• **Exercise task**:
Could you convert the material below into a JSON list of strings, one string per line, leaving out any blank lines?
======
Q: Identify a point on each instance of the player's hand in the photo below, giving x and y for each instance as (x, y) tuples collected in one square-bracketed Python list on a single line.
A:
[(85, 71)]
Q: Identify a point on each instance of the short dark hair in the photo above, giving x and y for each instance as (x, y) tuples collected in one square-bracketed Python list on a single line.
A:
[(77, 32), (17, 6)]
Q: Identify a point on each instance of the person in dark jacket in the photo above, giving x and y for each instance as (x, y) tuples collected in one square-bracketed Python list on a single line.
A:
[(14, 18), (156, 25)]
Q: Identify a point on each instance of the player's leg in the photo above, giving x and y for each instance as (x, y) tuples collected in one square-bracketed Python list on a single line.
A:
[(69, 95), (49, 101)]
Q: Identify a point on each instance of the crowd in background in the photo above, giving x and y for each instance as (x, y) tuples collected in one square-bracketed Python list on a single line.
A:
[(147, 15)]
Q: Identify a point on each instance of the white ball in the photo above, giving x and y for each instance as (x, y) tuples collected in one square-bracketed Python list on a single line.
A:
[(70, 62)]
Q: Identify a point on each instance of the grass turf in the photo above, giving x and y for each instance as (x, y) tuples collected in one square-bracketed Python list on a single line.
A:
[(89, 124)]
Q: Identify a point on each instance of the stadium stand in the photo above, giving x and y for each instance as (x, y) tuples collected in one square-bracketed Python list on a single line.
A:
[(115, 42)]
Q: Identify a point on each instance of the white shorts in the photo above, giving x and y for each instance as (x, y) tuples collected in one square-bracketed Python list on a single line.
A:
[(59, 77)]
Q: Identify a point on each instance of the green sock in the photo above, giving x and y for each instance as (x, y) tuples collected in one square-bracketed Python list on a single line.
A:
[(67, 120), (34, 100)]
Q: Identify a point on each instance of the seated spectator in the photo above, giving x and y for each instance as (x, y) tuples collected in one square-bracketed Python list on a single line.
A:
======
• **Written reply**:
[
  "Q: Identify a point on each instance of the player's hand in the photo below, giving x and y for each instance as (x, y) tuples collected in one square-bracketed Python list on a single line.",
  "A:",
  "[(85, 71)]",
  "Q: Identify a point on each instance of the short dark hair in the photo above, giving x and y for each instance as (x, y) tuples collected in one square-bracketed Python list on a single line.",
  "A:",
  "[(77, 32), (17, 6)]",
  "Q: Identify a point on each instance of the person in dark jacket in the photo above, giving x and y for each instance as (x, y) tuples collected in one square-bracketed Python list on a single line.",
  "A:",
  "[(14, 18), (156, 25)]",
  "Q: Identify a point on each instance of the player's leg in the photo above, giving x and y for each instance as (x, y) tuples collected in one square-bracketed Python list on a single line.",
  "A:",
  "[(69, 95), (49, 101)]",
  "Q: Identify a point on each instance of the crowd in background in the photo above, giving x and y for each instance as (x, y) tuples collected in one square-bracketed Python list on a single line.",
  "A:",
  "[(147, 15)]",
  "Q: Identify a point on each instance of the white ball in the photo above, giving x and y for each instance as (x, y) tuples collected in one square-bracketed Python list on a single line.",
  "A:",
  "[(70, 62)]",
  "Q: Identify a point on each instance of the grass turf in the photo above, giving x and y for each instance as (x, y) tuples collected in one square-bracketed Python list on a single line.",
  "A:",
  "[(89, 124)]",
  "Q: Identify a point on each instance of the stadium stand in the photo above, giving x and y for each instance as (x, y) tuples collected in one square-bracketed Python list on a single line.",
  "A:",
  "[(115, 42)]",
  "Q: Identify a point on each instance of the white shorts in the photo above, giving x and y for each instance as (x, y) tuples collected in one square-bracketed Python list on a single line.",
  "A:",
  "[(59, 77)]",
  "Q: Identify a point on each instance of the green sock in the photo above, giving x and y for each instance as (x, y) tuples collected in one square-bracketed Python list on a single line.",
  "A:",
  "[(67, 120), (34, 100)]",
  "Q: Identify a point on each instance of the seated spectator in the photo above, giving x and y for each instance as (x, y) tuples collected in one square-bracketed Python list on a single line.",
  "A:"
]